## What to produce
Count the lines in the material below that contain the string "gray", with matching that is case-sensitive. Give only the number.
------------------------
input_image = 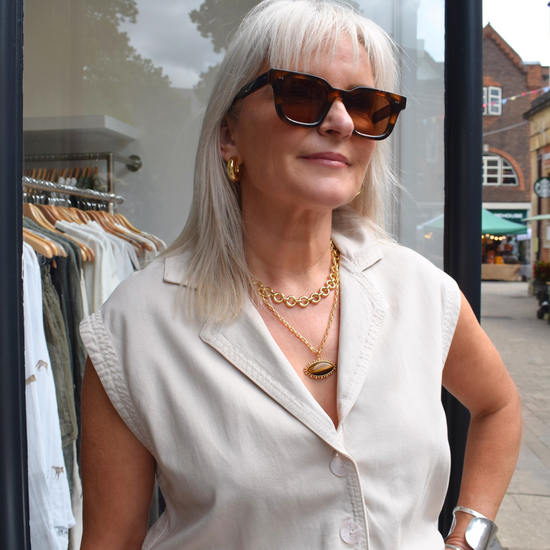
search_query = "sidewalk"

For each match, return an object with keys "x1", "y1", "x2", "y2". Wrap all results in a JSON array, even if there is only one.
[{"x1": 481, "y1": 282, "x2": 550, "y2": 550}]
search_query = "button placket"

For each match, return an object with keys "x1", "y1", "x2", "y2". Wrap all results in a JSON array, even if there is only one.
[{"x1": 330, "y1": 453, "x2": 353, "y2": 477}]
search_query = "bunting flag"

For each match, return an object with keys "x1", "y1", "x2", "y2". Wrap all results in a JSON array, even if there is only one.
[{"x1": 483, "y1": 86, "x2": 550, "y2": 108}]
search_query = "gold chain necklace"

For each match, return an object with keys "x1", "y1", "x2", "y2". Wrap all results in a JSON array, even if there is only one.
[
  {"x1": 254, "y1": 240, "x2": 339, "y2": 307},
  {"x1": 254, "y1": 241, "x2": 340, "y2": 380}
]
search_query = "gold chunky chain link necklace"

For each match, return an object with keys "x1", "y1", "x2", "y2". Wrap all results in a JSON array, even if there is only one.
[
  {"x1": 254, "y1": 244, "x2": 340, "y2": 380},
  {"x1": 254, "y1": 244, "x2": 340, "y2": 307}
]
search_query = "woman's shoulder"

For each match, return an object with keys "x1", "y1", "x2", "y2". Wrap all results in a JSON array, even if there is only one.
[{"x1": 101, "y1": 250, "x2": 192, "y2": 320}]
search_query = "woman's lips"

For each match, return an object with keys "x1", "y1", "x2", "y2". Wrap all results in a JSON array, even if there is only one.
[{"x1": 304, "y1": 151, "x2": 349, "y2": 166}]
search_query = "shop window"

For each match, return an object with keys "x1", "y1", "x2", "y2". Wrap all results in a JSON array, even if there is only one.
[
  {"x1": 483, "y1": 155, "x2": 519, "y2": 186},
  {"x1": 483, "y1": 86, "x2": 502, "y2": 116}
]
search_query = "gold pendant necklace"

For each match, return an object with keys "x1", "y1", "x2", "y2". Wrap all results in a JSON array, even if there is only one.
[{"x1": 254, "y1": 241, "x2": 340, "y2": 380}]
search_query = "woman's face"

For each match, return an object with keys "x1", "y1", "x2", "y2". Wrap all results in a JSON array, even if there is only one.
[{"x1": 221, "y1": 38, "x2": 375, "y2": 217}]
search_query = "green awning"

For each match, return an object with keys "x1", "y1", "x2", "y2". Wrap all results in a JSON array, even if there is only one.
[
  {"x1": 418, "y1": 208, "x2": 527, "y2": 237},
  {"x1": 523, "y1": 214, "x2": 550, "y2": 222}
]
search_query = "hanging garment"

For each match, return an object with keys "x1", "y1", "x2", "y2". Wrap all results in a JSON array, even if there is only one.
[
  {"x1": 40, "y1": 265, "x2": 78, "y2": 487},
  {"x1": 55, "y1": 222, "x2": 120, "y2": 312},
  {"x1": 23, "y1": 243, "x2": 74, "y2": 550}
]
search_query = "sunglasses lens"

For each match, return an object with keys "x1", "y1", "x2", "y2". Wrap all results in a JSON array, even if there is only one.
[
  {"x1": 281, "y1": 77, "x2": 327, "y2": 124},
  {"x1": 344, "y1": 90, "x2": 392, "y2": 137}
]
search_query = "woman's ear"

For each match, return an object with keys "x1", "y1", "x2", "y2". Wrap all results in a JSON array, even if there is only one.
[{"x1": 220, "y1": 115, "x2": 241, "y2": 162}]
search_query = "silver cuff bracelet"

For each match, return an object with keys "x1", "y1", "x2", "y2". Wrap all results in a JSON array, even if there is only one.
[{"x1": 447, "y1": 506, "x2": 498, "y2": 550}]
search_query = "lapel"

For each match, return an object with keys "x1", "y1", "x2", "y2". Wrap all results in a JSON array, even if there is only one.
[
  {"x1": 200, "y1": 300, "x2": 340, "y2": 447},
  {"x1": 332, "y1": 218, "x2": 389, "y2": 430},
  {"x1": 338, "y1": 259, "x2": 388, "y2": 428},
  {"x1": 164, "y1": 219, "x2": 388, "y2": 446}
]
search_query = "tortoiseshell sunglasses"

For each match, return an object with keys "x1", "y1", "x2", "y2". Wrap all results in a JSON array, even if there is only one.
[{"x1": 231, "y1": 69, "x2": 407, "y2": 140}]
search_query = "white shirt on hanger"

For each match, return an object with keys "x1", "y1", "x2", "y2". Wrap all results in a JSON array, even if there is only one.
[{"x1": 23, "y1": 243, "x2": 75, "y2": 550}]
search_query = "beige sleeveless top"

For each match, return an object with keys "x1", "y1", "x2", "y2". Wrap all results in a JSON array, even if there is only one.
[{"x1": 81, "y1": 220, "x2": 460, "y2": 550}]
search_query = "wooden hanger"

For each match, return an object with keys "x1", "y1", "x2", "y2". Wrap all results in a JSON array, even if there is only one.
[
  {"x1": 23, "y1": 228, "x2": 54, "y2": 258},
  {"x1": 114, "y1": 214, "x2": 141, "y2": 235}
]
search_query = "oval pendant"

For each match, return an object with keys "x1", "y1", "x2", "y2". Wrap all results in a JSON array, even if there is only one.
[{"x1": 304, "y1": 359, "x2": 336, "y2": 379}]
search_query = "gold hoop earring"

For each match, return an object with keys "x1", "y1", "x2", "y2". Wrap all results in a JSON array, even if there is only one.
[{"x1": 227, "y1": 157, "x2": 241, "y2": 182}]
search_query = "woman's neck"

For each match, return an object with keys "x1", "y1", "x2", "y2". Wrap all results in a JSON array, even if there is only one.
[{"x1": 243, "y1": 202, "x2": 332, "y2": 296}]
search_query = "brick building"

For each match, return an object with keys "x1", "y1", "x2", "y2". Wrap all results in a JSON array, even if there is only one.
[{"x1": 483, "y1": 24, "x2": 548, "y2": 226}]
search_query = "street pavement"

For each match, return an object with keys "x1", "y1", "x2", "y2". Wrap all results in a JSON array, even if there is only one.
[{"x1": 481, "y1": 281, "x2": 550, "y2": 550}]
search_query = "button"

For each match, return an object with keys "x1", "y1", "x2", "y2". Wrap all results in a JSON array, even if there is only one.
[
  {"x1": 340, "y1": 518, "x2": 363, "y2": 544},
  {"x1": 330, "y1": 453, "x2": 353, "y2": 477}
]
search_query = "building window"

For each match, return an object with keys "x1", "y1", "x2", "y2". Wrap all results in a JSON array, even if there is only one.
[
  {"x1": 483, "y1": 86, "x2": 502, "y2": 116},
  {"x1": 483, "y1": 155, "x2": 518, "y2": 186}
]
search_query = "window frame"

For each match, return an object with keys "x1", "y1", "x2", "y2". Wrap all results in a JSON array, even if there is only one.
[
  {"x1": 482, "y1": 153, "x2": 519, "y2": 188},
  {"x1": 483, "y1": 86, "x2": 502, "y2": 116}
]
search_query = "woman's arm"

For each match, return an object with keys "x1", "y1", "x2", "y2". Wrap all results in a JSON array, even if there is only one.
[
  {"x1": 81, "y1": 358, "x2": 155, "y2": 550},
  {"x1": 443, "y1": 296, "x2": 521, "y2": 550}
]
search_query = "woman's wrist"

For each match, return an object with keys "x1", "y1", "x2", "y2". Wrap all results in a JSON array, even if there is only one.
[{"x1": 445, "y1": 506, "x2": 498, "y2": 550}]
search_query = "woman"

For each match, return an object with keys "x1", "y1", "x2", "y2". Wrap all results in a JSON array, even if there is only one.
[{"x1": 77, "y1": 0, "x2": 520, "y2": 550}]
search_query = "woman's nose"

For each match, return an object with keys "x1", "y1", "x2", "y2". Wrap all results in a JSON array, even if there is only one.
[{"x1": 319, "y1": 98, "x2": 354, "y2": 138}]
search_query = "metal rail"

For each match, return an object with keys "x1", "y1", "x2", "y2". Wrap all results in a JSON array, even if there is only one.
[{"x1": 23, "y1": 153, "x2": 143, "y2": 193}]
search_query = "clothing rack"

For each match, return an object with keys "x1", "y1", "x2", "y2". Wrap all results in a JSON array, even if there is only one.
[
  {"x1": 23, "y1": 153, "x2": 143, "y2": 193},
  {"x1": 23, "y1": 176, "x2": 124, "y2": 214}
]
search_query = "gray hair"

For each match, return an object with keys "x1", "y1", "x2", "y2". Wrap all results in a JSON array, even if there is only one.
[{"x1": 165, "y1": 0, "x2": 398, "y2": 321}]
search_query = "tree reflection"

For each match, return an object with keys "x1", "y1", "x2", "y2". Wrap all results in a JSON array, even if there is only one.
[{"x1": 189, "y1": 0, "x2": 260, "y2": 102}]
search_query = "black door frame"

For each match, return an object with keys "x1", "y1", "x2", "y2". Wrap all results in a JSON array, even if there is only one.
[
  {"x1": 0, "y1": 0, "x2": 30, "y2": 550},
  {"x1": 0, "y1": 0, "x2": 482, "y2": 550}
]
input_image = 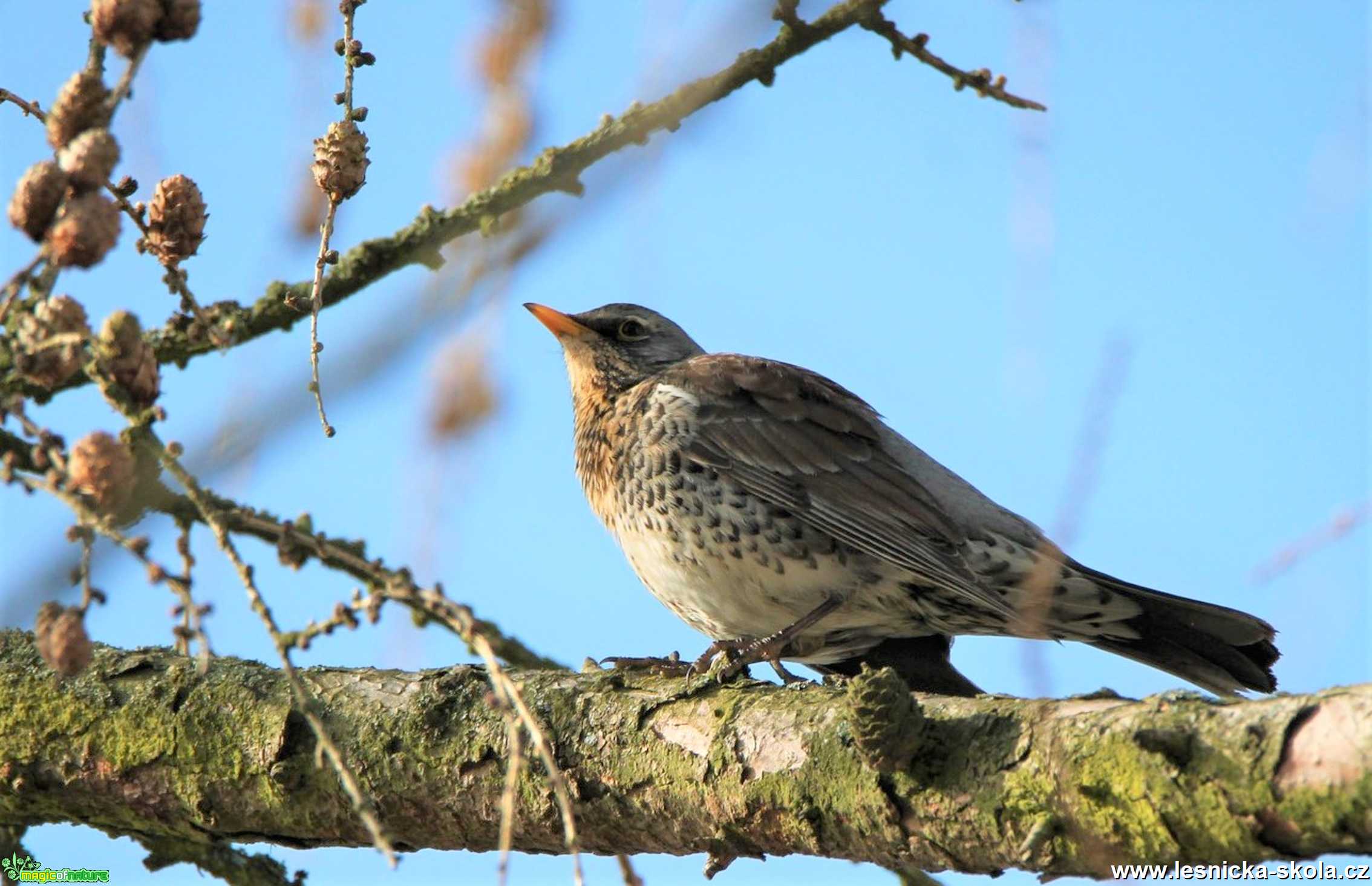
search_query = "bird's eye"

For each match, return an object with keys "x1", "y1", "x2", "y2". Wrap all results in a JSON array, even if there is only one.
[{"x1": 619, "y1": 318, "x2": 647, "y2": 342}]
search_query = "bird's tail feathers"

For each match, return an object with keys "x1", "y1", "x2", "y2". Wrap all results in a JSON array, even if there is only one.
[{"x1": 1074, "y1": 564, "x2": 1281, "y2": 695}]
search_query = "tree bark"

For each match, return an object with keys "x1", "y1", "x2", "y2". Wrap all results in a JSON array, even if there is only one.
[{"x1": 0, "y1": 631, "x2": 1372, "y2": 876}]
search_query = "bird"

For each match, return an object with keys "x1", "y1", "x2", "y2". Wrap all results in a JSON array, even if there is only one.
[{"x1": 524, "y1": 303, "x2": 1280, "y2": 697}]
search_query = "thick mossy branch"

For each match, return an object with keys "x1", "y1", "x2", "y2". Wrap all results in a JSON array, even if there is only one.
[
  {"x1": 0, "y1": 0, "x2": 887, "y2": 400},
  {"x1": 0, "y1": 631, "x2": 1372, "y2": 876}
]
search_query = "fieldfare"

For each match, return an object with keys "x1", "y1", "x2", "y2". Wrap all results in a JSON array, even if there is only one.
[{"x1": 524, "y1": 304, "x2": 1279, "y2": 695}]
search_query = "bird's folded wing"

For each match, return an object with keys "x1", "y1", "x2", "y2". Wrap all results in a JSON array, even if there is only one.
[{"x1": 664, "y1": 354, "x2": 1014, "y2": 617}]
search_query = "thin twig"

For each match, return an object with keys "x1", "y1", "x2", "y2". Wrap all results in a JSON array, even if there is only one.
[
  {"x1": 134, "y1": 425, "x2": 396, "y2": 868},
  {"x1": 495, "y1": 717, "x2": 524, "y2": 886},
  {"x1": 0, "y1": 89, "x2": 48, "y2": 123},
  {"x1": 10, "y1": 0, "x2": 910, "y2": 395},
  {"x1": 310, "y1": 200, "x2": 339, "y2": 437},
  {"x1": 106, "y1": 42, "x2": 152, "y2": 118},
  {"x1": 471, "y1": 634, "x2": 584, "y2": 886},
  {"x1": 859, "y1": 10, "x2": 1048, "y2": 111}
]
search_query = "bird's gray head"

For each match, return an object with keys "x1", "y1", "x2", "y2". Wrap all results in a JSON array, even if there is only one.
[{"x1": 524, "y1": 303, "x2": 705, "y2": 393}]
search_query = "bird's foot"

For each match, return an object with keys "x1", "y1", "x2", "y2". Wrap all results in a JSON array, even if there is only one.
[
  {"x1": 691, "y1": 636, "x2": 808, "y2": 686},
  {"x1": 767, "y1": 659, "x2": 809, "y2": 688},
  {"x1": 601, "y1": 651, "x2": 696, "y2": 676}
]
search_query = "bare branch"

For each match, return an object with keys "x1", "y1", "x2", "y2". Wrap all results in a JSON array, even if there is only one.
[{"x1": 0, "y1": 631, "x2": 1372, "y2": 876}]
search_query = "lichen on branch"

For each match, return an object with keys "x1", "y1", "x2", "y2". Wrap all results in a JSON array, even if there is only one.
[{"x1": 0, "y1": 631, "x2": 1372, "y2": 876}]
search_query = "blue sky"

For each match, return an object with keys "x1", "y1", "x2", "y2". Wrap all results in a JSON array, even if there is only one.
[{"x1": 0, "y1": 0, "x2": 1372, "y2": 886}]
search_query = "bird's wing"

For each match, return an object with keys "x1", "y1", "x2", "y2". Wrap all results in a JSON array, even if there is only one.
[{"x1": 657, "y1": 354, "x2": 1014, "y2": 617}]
------------------------
## Written reply
2